--- BEGIN DATA RECORDS ---

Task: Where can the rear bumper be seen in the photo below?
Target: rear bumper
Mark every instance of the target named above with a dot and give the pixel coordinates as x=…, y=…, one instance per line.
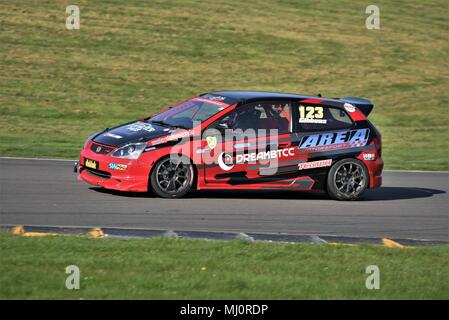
x=132, y=176
x=116, y=183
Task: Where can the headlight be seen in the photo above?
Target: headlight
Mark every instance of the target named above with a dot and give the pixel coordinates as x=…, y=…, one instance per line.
x=130, y=151
x=90, y=138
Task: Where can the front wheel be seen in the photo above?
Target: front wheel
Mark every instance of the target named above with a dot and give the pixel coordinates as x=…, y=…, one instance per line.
x=172, y=177
x=347, y=179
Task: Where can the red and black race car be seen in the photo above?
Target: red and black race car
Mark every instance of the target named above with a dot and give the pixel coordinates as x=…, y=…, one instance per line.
x=241, y=140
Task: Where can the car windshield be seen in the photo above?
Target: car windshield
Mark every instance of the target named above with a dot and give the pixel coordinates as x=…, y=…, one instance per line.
x=185, y=114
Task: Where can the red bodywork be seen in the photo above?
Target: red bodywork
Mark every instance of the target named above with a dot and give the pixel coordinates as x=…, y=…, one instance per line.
x=136, y=175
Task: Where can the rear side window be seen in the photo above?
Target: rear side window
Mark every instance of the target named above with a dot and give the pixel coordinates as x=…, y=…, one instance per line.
x=321, y=118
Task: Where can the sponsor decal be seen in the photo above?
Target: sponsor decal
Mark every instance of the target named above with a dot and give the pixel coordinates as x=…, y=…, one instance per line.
x=117, y=166
x=349, y=107
x=211, y=142
x=314, y=164
x=217, y=98
x=225, y=160
x=139, y=126
x=369, y=156
x=211, y=101
x=112, y=135
x=334, y=140
x=311, y=114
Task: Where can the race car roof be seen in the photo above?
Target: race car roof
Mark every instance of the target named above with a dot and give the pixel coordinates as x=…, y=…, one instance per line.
x=263, y=95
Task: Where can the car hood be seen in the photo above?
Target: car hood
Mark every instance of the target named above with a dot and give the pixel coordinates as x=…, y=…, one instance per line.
x=138, y=131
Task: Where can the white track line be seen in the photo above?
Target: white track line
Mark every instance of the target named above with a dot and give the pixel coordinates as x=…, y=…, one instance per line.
x=49, y=159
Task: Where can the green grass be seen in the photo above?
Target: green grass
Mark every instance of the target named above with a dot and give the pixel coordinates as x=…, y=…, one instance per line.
x=131, y=59
x=34, y=268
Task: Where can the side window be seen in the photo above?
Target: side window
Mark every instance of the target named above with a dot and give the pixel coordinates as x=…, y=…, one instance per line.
x=321, y=118
x=261, y=115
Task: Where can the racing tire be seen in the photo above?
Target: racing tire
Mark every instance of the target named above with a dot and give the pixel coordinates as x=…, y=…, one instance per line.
x=172, y=177
x=347, y=180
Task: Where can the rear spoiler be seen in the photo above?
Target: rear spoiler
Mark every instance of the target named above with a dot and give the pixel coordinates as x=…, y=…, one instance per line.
x=364, y=105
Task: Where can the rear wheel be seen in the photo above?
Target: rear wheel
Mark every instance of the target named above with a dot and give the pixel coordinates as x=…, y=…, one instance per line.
x=172, y=177
x=347, y=179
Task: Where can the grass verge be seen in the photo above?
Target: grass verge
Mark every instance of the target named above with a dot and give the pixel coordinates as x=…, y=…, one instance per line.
x=34, y=268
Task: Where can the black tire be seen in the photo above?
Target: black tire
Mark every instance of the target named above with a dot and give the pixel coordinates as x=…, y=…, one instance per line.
x=172, y=177
x=347, y=180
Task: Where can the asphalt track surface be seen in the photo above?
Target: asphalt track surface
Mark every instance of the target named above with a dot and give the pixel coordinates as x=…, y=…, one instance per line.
x=410, y=205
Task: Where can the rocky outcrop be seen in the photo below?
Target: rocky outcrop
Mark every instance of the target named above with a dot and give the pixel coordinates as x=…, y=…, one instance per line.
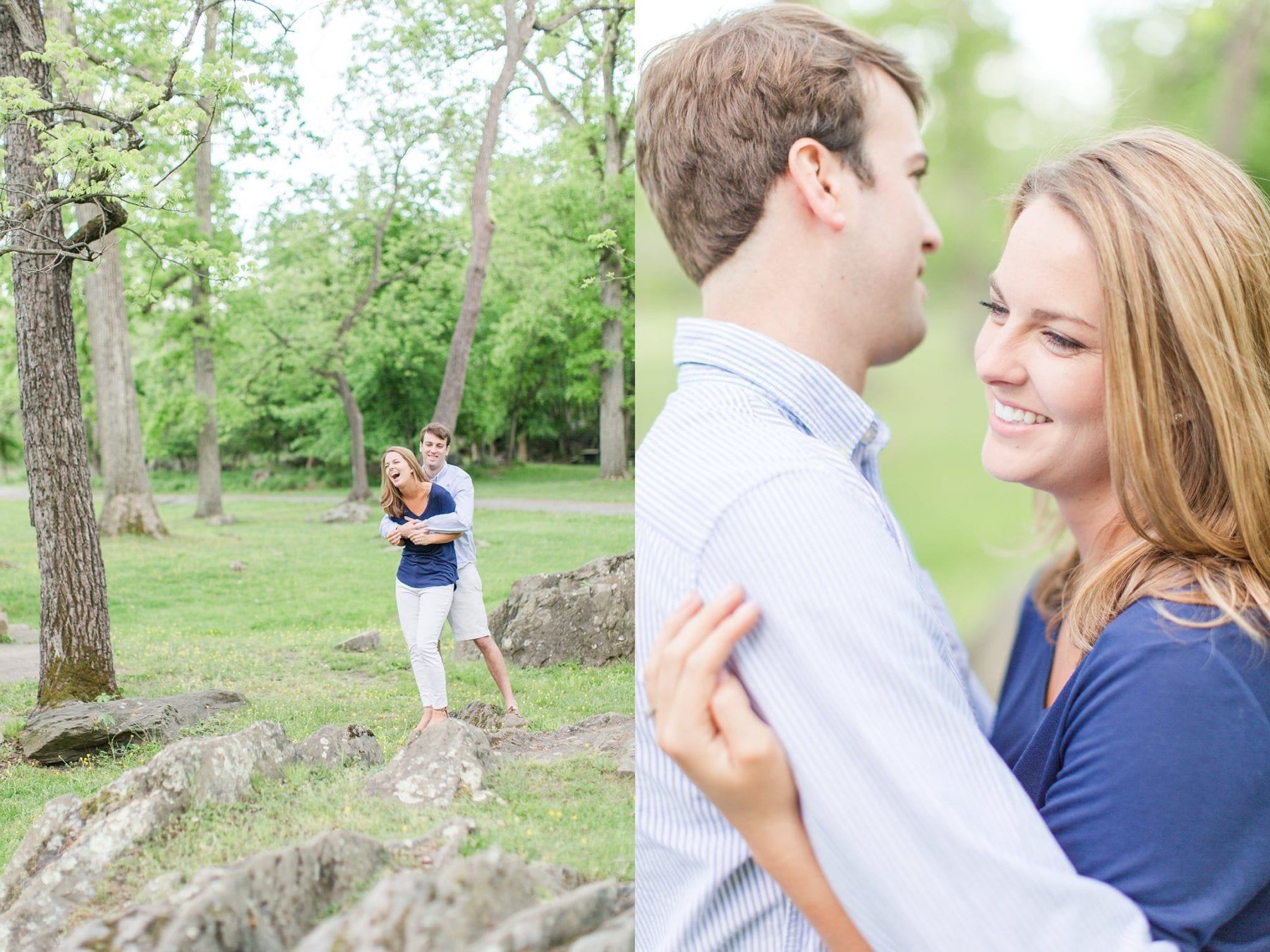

--- END DATA RECORDS ---

§ EXERCISE REQUIREMENTS
Please locate every line in the entries above that contains the string "decal", matching case exactly, and copy each of those lines.

§ COMPLETE OUTPUT
Task: Where can the sponsor decal be seen in the photo above?
Target: sponsor decal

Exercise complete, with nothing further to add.